[Items from a dataset]
.....

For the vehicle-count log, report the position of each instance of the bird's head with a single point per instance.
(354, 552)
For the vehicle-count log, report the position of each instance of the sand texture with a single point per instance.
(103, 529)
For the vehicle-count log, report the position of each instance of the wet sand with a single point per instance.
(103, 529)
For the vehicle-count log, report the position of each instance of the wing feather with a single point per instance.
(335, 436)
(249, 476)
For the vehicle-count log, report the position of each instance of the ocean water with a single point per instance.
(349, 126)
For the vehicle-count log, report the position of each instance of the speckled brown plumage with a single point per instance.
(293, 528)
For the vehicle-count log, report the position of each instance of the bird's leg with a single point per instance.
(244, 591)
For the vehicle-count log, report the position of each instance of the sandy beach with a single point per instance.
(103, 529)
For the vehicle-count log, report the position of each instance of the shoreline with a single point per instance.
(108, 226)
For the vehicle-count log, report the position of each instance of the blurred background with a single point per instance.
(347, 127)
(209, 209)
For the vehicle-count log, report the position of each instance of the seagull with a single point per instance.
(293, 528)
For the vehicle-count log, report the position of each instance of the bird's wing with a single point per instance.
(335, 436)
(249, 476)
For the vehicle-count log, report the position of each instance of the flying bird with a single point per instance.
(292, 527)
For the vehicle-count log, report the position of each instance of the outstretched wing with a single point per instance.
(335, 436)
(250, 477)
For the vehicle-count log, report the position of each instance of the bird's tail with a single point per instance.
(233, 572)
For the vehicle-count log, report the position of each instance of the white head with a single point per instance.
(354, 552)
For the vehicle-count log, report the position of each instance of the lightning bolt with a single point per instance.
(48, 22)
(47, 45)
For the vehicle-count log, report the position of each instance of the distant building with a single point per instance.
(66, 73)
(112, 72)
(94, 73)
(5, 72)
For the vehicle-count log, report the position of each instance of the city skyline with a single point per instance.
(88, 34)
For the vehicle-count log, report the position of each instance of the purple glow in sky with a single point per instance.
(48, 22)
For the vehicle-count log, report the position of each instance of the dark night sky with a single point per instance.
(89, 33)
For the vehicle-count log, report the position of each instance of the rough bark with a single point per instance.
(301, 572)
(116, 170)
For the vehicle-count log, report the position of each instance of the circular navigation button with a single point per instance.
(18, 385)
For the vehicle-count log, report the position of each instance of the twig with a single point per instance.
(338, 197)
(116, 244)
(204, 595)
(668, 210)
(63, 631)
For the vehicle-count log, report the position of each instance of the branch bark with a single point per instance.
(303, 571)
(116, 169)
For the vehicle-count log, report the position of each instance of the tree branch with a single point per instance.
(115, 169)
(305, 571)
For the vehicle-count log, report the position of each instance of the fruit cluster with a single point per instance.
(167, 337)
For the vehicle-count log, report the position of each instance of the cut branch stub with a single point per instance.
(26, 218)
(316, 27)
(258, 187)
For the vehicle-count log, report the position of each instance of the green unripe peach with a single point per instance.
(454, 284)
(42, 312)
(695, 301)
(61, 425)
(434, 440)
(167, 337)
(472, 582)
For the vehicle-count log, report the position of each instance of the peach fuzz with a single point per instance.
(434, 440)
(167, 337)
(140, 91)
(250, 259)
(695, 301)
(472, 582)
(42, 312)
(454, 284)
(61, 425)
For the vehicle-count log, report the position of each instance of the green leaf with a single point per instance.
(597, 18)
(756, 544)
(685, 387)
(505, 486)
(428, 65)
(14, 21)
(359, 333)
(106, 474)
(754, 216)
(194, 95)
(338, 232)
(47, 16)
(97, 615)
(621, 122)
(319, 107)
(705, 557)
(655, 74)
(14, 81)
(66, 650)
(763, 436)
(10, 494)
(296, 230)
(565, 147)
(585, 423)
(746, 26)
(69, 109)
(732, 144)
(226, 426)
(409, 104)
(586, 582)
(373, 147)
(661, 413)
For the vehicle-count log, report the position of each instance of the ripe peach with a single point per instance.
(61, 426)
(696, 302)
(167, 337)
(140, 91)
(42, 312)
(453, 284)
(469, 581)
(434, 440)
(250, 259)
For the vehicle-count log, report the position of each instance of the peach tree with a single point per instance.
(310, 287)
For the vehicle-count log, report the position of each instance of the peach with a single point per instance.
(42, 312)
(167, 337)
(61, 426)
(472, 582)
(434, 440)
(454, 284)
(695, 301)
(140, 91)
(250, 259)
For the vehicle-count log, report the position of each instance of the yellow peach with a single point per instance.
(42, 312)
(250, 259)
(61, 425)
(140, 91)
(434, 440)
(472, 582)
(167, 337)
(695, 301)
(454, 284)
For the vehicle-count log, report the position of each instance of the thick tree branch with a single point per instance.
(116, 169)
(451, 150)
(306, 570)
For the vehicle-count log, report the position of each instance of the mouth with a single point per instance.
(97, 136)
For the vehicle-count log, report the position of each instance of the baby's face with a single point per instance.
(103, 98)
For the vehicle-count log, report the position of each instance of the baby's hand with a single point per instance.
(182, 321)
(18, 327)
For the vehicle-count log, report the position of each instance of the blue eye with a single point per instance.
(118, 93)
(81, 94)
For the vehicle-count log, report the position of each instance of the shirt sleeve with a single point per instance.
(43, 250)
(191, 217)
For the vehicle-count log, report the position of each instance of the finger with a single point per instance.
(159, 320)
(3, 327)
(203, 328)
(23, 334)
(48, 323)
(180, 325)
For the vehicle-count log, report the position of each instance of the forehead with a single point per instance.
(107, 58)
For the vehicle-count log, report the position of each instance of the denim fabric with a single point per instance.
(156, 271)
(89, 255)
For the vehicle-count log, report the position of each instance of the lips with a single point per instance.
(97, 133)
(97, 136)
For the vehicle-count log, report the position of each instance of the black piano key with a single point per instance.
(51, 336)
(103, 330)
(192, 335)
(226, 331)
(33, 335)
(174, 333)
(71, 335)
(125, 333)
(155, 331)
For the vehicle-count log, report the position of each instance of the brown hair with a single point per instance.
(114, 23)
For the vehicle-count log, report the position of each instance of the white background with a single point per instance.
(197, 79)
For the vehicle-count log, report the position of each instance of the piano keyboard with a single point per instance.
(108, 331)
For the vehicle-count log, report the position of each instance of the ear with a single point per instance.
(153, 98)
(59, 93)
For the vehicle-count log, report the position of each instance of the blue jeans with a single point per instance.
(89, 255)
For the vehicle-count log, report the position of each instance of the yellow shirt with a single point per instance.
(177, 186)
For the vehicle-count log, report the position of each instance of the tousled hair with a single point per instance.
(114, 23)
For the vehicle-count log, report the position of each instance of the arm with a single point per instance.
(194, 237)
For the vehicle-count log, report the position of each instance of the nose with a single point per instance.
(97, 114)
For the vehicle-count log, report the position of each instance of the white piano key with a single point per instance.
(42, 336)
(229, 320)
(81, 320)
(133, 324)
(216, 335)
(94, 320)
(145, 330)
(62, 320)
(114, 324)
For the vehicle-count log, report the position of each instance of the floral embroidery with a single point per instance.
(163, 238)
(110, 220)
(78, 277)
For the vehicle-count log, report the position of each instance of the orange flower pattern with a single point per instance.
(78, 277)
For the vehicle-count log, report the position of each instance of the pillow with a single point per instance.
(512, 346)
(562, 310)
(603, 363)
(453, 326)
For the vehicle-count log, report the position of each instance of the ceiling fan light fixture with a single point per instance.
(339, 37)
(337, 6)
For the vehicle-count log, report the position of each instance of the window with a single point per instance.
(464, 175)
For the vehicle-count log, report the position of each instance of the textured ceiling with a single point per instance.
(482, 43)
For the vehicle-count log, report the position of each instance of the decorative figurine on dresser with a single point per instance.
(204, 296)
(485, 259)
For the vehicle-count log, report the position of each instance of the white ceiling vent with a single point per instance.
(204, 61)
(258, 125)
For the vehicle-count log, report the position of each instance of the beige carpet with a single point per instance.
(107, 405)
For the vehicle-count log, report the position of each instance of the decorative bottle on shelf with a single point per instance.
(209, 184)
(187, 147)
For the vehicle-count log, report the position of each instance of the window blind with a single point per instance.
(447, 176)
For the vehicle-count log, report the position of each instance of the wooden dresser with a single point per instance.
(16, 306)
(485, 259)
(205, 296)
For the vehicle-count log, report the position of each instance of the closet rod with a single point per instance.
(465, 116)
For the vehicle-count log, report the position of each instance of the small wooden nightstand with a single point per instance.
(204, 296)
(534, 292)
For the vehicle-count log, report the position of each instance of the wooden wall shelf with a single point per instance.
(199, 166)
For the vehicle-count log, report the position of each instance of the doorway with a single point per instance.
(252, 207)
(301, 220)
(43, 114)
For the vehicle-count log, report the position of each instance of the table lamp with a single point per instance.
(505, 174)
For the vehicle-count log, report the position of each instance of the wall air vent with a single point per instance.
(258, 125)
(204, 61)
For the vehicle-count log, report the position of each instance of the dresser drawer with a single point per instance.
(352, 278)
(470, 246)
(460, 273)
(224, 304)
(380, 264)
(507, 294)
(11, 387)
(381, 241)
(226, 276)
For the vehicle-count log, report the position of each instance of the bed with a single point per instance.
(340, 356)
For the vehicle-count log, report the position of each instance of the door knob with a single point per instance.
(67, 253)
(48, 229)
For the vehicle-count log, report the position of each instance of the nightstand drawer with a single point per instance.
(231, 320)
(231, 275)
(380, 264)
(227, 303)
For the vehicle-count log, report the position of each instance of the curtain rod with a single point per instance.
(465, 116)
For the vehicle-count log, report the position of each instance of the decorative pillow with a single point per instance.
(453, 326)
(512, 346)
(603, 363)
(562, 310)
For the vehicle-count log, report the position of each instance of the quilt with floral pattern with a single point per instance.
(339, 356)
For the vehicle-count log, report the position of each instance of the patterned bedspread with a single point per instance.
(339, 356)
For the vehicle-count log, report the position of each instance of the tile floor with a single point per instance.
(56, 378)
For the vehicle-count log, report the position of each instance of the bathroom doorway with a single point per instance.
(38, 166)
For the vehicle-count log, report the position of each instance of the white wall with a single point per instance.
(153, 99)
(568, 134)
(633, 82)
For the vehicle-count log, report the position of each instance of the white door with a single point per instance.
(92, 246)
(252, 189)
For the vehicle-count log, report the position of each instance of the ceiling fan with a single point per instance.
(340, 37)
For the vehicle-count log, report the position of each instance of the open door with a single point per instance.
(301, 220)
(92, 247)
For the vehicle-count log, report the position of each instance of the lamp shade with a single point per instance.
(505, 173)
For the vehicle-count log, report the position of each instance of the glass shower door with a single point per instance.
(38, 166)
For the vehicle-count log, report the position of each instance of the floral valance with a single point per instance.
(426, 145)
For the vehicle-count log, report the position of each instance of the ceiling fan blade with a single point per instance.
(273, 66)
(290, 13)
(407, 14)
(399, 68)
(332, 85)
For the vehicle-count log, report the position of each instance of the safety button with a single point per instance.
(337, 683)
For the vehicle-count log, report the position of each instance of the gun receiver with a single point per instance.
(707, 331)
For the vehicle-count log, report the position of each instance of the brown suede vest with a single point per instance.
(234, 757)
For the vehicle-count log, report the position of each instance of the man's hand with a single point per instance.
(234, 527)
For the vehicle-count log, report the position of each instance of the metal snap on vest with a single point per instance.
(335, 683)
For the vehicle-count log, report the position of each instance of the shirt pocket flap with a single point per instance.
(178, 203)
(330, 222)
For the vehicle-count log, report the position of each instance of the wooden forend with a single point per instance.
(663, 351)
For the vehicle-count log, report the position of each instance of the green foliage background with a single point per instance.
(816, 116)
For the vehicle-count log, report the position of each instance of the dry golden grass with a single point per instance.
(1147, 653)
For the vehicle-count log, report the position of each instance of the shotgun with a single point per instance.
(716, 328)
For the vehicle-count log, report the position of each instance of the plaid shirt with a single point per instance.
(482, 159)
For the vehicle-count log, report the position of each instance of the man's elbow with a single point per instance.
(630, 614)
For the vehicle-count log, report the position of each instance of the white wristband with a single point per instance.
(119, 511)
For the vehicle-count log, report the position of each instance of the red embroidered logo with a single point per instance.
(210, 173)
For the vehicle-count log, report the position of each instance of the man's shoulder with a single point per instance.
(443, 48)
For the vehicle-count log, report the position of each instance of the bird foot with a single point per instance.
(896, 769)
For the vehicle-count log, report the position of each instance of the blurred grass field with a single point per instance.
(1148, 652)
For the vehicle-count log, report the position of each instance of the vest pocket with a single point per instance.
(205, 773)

.....

EXERCISE AIM
Repeat exactly the lines from the line containing "elbow with a single point per instance." through the end of the listing above; both boundary lines are part of the output.

THE COMPLETED TASK
For the vehicle-count log, report the position of each instance of the man's elbow with a single point per instance.
(630, 614)
For the vehicle-count log, report the position of each instance of the white wristband with a single point per instance.
(119, 511)
For the vehicle-count log, report the position of each instance of the red embroidered logo with a single point per instance.
(210, 173)
For the vehicle-count log, report the position of each instance of the man's shoulder with a single point per instance.
(443, 48)
For the vehicle-count log, report the position of each instance of the bird foot with a single point per instance.
(896, 769)
For the vehicle-count log, report the position of each instance of the blurred grass field with a single point per instance.
(1148, 652)
For the vehicle-count log, report the position of each instance of the vest pocket with a single point per instance.
(205, 773)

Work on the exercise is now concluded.